'''

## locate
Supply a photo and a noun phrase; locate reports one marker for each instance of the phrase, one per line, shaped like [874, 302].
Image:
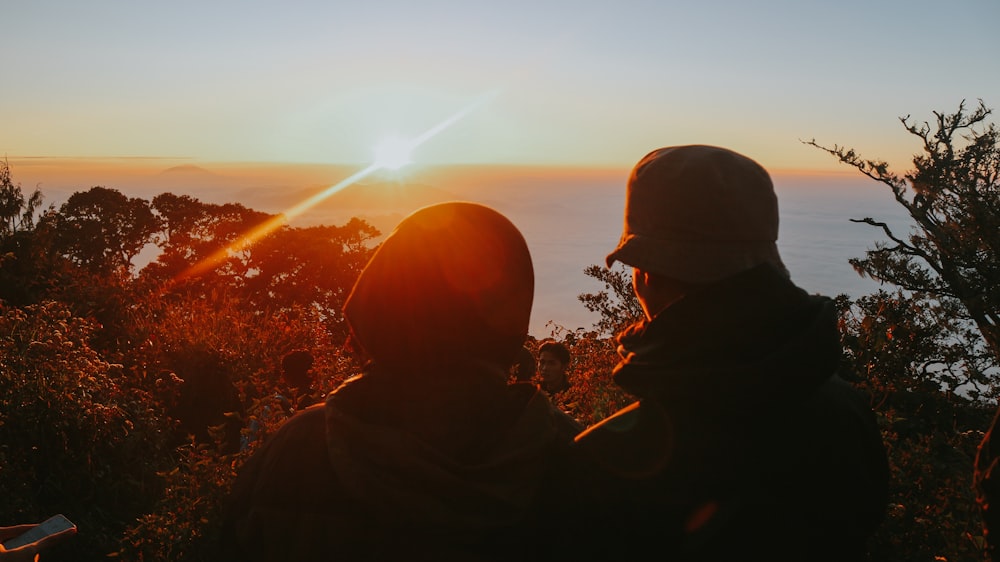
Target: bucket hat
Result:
[698, 214]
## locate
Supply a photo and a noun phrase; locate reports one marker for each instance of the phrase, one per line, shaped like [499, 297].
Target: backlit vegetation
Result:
[129, 397]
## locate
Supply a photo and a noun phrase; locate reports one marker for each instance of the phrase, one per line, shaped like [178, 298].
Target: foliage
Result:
[953, 197]
[616, 304]
[78, 436]
[929, 351]
[17, 214]
[898, 353]
[592, 395]
[102, 230]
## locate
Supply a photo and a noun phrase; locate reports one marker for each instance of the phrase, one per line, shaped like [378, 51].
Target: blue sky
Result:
[552, 83]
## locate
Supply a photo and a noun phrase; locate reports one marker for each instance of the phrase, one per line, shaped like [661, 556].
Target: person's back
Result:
[428, 454]
[745, 443]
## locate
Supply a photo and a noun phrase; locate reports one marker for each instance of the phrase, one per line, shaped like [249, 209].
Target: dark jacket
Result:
[745, 444]
[430, 454]
[354, 480]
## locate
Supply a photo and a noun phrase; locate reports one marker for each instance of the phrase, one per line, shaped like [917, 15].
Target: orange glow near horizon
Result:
[382, 161]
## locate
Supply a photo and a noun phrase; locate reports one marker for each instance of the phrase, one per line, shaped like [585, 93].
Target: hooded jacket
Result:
[428, 454]
[745, 443]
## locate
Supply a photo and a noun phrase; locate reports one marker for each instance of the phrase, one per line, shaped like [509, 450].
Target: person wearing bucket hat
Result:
[745, 442]
[429, 453]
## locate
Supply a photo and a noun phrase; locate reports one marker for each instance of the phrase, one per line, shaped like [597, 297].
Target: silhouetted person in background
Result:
[296, 372]
[553, 361]
[428, 454]
[206, 394]
[745, 444]
[524, 367]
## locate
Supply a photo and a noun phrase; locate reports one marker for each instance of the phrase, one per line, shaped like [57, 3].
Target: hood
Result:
[480, 473]
[453, 280]
[752, 339]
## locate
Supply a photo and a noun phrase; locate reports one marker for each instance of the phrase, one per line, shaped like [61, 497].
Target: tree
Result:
[17, 214]
[616, 304]
[953, 197]
[26, 264]
[952, 255]
[102, 230]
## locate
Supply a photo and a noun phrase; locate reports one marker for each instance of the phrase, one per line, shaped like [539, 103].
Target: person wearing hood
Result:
[745, 443]
[429, 453]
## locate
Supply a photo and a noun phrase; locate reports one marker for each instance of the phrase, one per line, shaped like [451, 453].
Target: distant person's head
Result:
[524, 366]
[695, 215]
[553, 360]
[453, 282]
[296, 368]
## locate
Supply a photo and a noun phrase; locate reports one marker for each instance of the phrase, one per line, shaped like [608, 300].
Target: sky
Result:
[530, 82]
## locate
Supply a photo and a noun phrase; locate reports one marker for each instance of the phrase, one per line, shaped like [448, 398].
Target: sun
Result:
[393, 152]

'''

DIRECTION -
Reproduce each record from above exactly; pictures do not belong in the copy.

EXERCISE RESPONSE -
## locate
Supply a photo and a noun phrase; locate reports one marker for each instance of the phrase, one per line, shaped like [874, 302].
Image:
Target: bucket hat
Result:
[698, 214]
## locate
Supply a photo and a noun phrase; locate reports one marker for each instance of the phrase, one per line, shaped like [499, 297].
Target: backlit vegetation
Result:
[129, 397]
## locate
Supply a photo and a noun phrase; locate reports one marker for each instance of the phrase, one per line, shaped like [178, 298].
Target: foliage
Result:
[953, 197]
[616, 304]
[78, 436]
[929, 351]
[17, 214]
[898, 353]
[592, 395]
[102, 230]
## locate
Supply a photo and a noun phrase; locate reports one marker for each instance of the phrase, one per line, shaped like [378, 51].
Target: blue sky
Result:
[552, 83]
## locate
Supply a photo and a noun phrase; locate reports one marker for each instance of the phrase, one per line, shaped like [661, 556].
Target: person's back
Result:
[428, 454]
[745, 443]
## locate
Supply a photo and a noun phrase; locate reports one marker for each instance of the phrase, one per line, shaped like [249, 209].
Target: dark jacket
Result:
[745, 444]
[430, 454]
[354, 480]
## locate
Supply a photo and a noun phrase; locate reports one marker for each instance of the phrase, one per line, shaped like [917, 15].
Target: orange glow near horizon
Result:
[382, 161]
## locate
Supply a photo and a noun phrase; locate reports one marker for each instance of the phrase, one per line, shaped like [585, 93].
Target: hooded jacket
Result:
[428, 454]
[745, 443]
## locate
Supply a photo and a noun phrase; locate reports one marker for each instance of the phrase, one per line, shaped like [509, 450].
Target: person wearing bucket hat
Result:
[745, 442]
[429, 453]
## locate
Supply a photo and a noun phrase; locate reports one marker for each instance of the phrase, one per line, shaped like [597, 297].
Target: silhouetted person in background
Result:
[296, 372]
[553, 361]
[428, 454]
[206, 394]
[745, 444]
[524, 367]
## locate
Supply a photo and a noun phrase; locate reports one marker for each instance of the phrase, one per line, shaped like [57, 3].
Target: hood
Result:
[480, 473]
[453, 280]
[752, 339]
## locate
Supply a photo and a noun phrase; locate reports one marker for each instance of the phrase, one per line, shaped like [61, 497].
Target: tree
Result:
[17, 214]
[616, 304]
[953, 197]
[26, 264]
[952, 255]
[102, 230]
## locate
Supply a photo and a noun phrase; locate reports one marker for each instance of the phrase, one per line, shaped like [539, 103].
Target: person wearing hood
Result:
[745, 443]
[429, 453]
## locate
Supply a photo and a noun phrase; locate reports one marker for each instance of the phrase, one per line, shaped like [451, 453].
Target: distant person's head
Result:
[524, 366]
[695, 215]
[553, 360]
[453, 282]
[296, 368]
## locate
Supply a photo and a noun phrase; locate reports one marker for each instance of the phrase, one per line, shaped like [608, 300].
Target: sky
Result:
[530, 82]
## locate
Supply a photo and a noun phrase; locate reports one marker for each instance of the phrase, one per line, shaped like [448, 398].
Target: sun
Result:
[393, 152]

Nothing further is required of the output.